◆ EXERCISE INSTRUCTIONS ◆
1/ Return each line of the entries below that contains the word "flagpole".
2/ Continue the essay below on Updike's "A & P" from the point where it stops.

John Updike's best known, most anthologized and most frequently taught short story, "A & P," first appeared in The New Yorker (22 July 1961: 22-24), a publication that assumes a reader with considerable literary and cultural knowledge. Updike, for whom literature and art have been intertwined since youth,(1) uses allusions to art and to art criticism to give the informed reader of "A & P" the experience of dramatic irony as a means toward constructing significance for the story. The popularity of "A & P" rests on a number of ironic ambiguities,(2) but the reader who perceives Updike's allusions to art can take special pleasure in the plot, which leaves the nineteen-year-old narrator and protagonist, Sammy, feeling at the end both triumphant and sad, both winner and loser.(Edgar,369)

Discussion

Because Updike wrote "A & P" for The New Yorker, the story assumes a reader whose response to Sammy can go far beyond what the character can articulate for himself.(4) Walter Wells, calling attention to the elevated diction which concludes Sammy's highly "ambivalent" epiphany, suggests that "hereafter" points Sammy toward an indefinite future in which he may or may not find "viable alternatives" to a "defunct romanticism" (133). I hope to show in this essay that Updike offers the reader a way to see that Sammy's narrative, as a completed artistic gesture, is already in the mode of one of those alternatives. Sammy does look ahead as he senses the inadequacy of available cultural forms to express his sexuality and his moral sensitivity. Sammy does not, however, renounce the source of his will to act as he did. That source is triple: first, the ability to respond erotically to the beauty of a young woman's body; second, to respond sympathetically and imaginatively to the individual person alive in that body; and third, to elaborate that double pleasure into expressive form.(Saldivar,22)

(Location labeling entries)
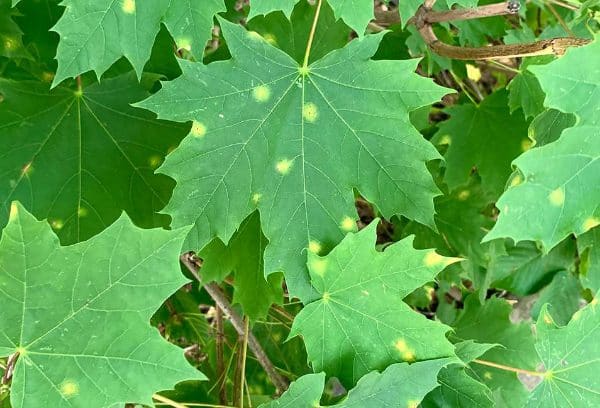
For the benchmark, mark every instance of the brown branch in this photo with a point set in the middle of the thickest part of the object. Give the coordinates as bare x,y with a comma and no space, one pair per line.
425,17
191,262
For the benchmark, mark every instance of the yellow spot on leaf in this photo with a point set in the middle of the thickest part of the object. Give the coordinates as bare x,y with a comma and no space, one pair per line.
154,161
348,224
314,247
69,388
557,197
473,72
57,224
128,6
14,212
198,129
463,195
304,71
270,38
516,180
184,44
310,113
319,266
413,404
283,166
445,140
590,223
261,93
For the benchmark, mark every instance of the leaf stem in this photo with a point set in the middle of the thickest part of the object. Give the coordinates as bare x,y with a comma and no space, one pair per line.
192,263
508,368
311,35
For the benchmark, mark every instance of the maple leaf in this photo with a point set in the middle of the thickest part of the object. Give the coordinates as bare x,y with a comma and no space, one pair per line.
79,315
398,386
96,33
484,136
570,356
556,192
359,322
295,142
79,159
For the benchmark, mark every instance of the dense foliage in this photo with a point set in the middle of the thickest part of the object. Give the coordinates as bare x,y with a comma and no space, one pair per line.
299,203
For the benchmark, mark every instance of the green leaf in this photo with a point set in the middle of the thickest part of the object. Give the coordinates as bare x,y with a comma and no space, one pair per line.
570,355
264,7
79,315
360,323
244,256
487,137
266,135
561,178
11,44
79,160
588,245
490,323
399,386
96,33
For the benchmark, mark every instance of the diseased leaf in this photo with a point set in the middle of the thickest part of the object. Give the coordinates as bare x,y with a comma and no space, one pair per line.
80,159
490,323
486,137
399,386
359,323
264,7
244,256
295,142
94,34
570,356
557,191
79,315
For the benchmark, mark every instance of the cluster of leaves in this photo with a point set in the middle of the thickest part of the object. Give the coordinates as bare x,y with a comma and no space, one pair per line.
397,231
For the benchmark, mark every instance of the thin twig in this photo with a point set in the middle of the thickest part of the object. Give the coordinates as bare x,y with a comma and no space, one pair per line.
10,368
508,368
191,262
220,357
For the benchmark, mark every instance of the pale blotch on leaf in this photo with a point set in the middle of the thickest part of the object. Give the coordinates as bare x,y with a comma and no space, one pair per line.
413,403
314,247
261,93
198,129
27,169
270,38
14,212
128,6
283,166
590,223
154,161
184,44
516,180
319,266
348,224
310,112
57,224
82,212
69,388
557,197
406,352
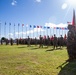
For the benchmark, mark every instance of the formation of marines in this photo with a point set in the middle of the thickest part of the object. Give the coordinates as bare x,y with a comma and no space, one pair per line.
42,41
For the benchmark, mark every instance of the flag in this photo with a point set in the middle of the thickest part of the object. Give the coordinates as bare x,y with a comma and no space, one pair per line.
9,23
73,20
14,24
37,26
65,36
66,28
57,27
34,26
62,28
26,25
69,23
44,27
18,24
48,27
40,26
22,25
5,23
54,27
30,26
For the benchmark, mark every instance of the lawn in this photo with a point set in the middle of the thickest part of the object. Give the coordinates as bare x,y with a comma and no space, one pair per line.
23,60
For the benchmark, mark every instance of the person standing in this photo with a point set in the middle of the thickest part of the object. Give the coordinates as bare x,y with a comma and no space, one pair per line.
55,42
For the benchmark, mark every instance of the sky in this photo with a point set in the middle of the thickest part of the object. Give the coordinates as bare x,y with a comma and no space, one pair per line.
52,13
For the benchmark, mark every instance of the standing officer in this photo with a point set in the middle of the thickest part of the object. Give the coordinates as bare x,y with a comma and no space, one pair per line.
55,41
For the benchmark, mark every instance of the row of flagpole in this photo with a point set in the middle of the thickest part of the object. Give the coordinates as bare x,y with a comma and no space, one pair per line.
33,26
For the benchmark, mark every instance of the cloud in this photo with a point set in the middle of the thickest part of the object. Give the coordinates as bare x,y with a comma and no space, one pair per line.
14,2
38,1
55,25
64,6
30,31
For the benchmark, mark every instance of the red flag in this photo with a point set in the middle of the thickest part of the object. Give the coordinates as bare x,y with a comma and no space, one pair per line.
73,21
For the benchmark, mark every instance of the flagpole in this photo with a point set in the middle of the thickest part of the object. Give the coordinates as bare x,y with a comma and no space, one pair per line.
50,31
22,31
14,31
0,30
9,30
18,30
5,30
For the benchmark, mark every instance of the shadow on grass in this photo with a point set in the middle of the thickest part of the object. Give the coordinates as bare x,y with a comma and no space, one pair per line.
50,50
22,47
34,48
67,68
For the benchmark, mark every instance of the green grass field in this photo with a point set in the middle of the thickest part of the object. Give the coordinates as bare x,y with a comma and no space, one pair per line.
23,60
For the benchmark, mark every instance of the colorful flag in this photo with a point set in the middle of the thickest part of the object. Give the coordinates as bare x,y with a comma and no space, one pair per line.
9,23
30,26
22,25
44,27
73,21
34,26
5,23
37,26
48,27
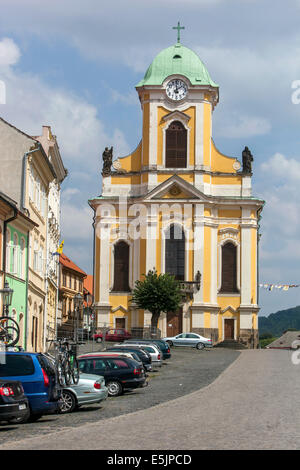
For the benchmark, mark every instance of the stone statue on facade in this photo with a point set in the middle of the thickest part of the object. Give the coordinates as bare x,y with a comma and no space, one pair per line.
107,156
247,161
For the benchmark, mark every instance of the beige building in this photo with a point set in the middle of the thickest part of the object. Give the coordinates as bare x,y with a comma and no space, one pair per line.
26,175
51,148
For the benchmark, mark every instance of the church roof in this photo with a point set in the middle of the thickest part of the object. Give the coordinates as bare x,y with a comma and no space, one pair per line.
177,59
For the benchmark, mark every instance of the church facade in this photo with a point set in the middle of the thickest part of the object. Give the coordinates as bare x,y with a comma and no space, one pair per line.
177,204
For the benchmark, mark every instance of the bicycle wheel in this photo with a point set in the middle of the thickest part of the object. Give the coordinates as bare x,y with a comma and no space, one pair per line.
10,331
75,371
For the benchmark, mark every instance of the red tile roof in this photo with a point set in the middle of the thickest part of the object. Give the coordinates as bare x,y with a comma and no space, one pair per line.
65,261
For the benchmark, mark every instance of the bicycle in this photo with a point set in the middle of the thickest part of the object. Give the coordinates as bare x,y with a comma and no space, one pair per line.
66,362
9,331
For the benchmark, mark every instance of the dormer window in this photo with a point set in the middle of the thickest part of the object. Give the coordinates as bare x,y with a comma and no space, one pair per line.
176,145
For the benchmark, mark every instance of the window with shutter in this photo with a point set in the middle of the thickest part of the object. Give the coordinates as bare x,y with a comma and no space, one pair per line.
176,146
175,252
121,267
229,268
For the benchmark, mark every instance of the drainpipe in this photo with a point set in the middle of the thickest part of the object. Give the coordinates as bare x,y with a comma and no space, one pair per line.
6,222
23,189
26,301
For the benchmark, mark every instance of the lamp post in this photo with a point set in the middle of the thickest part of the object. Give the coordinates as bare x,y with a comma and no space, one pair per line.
78,301
6,294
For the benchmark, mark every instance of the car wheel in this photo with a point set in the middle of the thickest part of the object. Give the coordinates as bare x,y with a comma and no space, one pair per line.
114,388
34,417
67,402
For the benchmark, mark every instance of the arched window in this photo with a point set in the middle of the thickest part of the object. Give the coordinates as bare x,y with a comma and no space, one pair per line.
22,260
8,249
229,268
176,145
15,254
121,267
175,252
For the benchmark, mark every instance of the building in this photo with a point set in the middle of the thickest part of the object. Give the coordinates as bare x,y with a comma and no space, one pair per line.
88,313
180,205
71,280
15,229
25,177
51,149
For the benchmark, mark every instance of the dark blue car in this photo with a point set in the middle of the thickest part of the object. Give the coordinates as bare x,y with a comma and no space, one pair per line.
37,375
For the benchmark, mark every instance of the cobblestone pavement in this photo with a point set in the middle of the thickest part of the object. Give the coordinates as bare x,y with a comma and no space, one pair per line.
186,371
253,404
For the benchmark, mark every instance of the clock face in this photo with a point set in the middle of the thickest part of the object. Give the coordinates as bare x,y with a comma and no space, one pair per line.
176,89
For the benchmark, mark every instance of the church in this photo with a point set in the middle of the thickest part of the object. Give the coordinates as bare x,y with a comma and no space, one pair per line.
179,205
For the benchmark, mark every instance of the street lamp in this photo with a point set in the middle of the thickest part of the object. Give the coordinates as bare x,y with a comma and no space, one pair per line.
78,302
7,294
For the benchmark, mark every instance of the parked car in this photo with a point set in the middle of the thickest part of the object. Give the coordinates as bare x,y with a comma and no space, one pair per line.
120,373
154,351
132,355
37,375
117,335
143,355
189,339
14,405
97,336
163,345
90,389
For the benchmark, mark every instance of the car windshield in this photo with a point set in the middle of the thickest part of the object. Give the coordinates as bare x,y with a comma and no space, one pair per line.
15,365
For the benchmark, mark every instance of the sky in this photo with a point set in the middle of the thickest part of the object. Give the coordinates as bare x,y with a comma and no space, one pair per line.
74,65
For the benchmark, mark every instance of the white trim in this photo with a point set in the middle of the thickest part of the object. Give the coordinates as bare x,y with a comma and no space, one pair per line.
121,238
126,322
164,229
235,325
168,122
238,263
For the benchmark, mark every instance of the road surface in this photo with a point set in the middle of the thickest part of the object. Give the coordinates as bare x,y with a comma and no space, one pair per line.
253,404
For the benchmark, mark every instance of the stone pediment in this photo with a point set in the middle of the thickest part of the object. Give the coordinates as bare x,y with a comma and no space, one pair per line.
175,188
176,115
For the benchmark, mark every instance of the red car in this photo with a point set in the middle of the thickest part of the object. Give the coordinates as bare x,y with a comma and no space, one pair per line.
98,336
117,335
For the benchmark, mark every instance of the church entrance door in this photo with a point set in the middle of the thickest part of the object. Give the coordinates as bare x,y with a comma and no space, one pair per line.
229,329
174,322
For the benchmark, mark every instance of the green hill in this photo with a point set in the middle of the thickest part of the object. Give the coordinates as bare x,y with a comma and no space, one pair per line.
277,323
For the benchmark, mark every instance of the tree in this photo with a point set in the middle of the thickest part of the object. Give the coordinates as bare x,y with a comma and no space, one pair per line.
157,293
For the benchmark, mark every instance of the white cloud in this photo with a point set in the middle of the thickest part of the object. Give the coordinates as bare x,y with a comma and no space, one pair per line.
284,168
9,52
237,126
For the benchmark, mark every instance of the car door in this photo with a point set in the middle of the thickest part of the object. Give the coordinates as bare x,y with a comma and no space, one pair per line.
192,339
180,340
118,369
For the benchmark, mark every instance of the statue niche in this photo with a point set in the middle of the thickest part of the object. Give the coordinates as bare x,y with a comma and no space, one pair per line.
107,156
247,161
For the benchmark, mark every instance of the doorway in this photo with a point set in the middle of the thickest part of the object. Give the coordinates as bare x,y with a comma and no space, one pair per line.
229,328
120,323
174,322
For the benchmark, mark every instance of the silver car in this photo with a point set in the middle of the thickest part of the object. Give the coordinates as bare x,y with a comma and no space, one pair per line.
90,389
153,350
189,339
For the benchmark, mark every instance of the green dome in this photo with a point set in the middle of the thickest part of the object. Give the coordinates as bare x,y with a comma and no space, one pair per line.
180,60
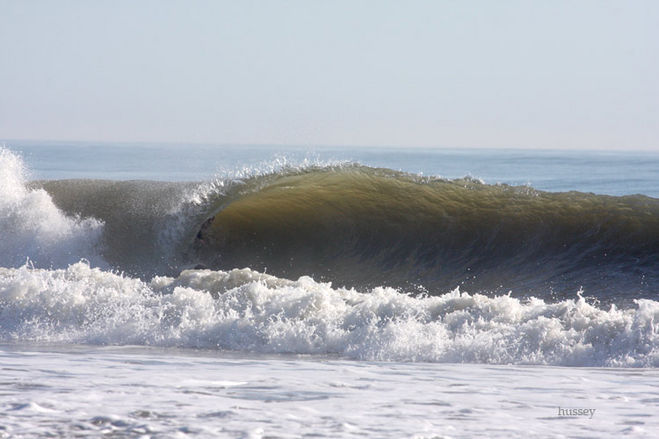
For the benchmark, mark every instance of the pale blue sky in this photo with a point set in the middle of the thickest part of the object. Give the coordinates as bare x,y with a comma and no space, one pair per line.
527,74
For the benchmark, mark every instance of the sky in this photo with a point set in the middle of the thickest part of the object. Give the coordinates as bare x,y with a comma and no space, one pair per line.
505,74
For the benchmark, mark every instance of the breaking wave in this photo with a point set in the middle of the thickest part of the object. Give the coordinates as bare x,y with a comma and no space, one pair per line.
243,310
389,266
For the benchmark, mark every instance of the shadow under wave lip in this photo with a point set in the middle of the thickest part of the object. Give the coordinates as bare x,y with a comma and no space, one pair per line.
363,227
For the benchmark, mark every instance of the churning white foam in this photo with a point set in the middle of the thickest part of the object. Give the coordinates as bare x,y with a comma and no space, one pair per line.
247,311
33,227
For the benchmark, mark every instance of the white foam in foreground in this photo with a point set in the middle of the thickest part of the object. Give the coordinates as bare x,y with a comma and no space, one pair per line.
170,393
243,310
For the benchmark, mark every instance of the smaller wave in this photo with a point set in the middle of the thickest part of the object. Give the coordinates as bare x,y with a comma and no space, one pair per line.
247,311
33,226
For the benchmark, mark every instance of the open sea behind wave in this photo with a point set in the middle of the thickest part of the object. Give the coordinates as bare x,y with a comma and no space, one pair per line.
265,273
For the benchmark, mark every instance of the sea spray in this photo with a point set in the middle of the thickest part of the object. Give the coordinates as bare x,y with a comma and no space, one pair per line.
247,311
33,227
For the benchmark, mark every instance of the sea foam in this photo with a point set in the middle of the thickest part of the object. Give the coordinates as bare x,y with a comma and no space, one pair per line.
33,227
247,311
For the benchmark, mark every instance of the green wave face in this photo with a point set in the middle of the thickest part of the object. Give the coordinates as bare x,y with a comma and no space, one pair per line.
362,227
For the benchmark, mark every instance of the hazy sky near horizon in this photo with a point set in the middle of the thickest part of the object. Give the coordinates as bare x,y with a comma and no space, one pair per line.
525,74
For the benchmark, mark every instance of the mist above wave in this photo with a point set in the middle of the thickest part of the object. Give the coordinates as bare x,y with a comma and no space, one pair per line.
247,311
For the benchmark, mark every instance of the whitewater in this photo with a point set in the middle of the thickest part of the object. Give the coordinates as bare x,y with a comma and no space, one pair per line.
343,295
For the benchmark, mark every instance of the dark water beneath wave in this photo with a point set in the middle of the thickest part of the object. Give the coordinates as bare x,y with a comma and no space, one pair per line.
364,227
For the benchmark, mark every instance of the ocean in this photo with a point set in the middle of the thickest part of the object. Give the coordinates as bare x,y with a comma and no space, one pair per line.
171,290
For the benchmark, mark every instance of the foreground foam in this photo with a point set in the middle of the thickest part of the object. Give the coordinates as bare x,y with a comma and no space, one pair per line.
247,311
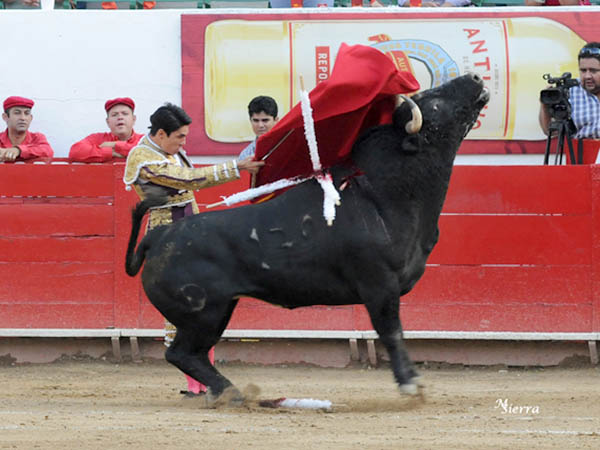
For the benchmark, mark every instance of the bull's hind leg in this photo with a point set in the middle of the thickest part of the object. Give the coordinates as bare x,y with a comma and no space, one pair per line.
386,321
189,350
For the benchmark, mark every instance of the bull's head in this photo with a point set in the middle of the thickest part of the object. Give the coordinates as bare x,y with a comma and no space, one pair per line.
448,113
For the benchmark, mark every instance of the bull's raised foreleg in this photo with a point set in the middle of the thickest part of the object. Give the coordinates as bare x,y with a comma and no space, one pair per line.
195,337
189,353
386,321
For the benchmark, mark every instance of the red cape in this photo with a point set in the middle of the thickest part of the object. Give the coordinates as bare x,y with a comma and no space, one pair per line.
359,94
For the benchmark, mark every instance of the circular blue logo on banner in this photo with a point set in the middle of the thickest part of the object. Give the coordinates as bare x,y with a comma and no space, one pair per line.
440,66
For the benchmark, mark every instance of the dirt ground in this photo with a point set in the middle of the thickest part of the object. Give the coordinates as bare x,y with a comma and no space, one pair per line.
99,405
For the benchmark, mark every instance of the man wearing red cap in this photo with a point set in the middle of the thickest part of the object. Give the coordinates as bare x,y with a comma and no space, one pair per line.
101,147
17,142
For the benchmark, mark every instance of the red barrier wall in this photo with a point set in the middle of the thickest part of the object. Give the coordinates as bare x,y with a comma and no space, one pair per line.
518,252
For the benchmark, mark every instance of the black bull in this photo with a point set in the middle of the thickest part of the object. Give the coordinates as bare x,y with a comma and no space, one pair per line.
283,252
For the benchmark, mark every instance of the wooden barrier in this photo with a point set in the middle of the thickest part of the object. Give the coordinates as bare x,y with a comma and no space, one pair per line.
518,257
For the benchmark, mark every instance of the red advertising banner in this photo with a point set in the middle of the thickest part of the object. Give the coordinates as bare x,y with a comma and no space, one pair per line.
227,59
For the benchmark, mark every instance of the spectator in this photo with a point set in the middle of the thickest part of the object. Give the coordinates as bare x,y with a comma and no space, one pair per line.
21,4
433,3
585,98
262,111
101,147
17,142
300,3
159,163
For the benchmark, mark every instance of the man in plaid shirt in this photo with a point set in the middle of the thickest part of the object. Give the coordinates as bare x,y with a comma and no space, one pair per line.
585,98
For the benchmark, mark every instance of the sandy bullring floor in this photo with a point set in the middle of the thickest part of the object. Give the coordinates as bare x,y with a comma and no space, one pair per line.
99,405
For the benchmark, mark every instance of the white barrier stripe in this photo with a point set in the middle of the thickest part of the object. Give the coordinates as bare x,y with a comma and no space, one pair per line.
317,334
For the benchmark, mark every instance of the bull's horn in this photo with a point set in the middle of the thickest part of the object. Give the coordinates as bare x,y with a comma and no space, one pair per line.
414,126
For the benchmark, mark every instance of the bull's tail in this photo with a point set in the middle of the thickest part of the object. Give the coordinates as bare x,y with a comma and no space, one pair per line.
135,257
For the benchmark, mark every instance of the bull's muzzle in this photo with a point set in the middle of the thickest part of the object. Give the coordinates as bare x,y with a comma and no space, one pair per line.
414,126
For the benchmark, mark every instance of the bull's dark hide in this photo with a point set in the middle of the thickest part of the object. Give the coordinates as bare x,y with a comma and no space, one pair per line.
283,252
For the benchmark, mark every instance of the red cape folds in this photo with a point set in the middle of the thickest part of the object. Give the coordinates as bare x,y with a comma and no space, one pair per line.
359,94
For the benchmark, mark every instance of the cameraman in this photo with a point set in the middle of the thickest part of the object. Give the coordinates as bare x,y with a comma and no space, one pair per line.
585,98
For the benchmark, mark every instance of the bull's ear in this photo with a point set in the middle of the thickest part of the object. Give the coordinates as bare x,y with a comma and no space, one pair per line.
402,115
411,143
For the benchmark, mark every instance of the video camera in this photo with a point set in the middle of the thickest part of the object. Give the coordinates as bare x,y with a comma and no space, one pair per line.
557,97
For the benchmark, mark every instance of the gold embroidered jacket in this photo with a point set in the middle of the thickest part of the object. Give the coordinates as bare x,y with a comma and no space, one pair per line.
148,166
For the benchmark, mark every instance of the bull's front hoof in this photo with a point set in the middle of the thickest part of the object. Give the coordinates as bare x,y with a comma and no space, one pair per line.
409,388
231,396
418,380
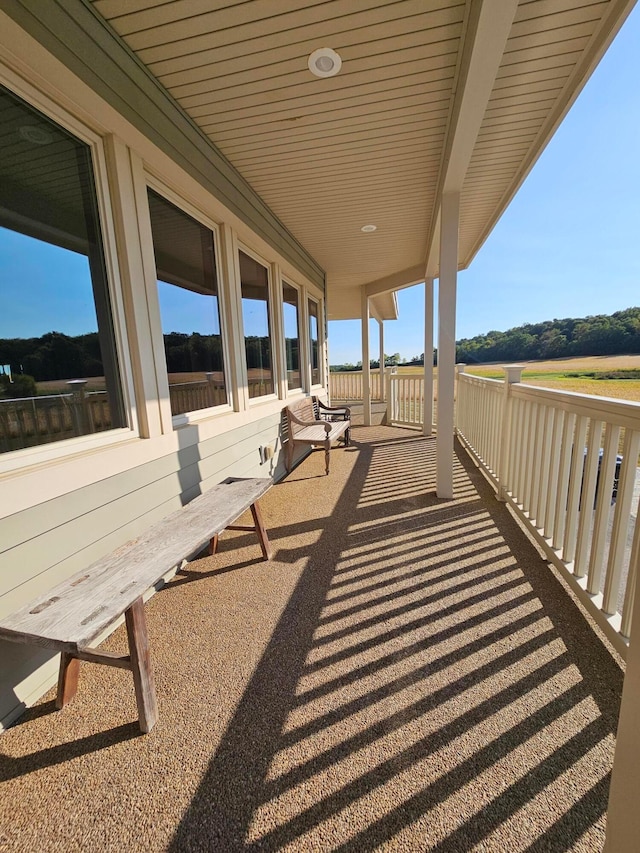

◆ WRITTEN RESPONSES ◆
1/
For the benchmark, mark every instance of the row of flagpole in this photo with a point set in the middle of the thickest part of the object. Give the coordinates as bare x,y with a comma and no space, one pair per line.
For the benchmark, mark every instance of the flagpole in this photo with a point set in the middle of the thickest part of the object. Give the coordinates as bare x,y with a comma and no space, one pair per line.

2/
If Sammy has learned anything at the end of his story, he has learned it via his romantic desire which, though naive and selfdramatizing, drives the plot of "A & P." We can think of Sammy's narrative as Updike's gesture to give Eros a form that will both ennoble and extend it as an aesthetic pleasure--while intensifying the impossibility of that desire's completing itself in anything other than art. In other words, Updike has created in Sammy a character who attains the awareness of a modern artist, but who does not know that is what he has done.

“Looking back in the big windows, over the bags of peat moss and aluminum lawn furniture stacked on the pavement, I could see Lengel in my place in the slot, checking the sheep through. His face was dark and gray and his back stiff, as if he'd just received an injection of iron, and my stomach kind of fell as I felt how hard the world was going to be to me hereafter.”(Updike737)

An epiphany is an instance of sudden truth brought about by a ...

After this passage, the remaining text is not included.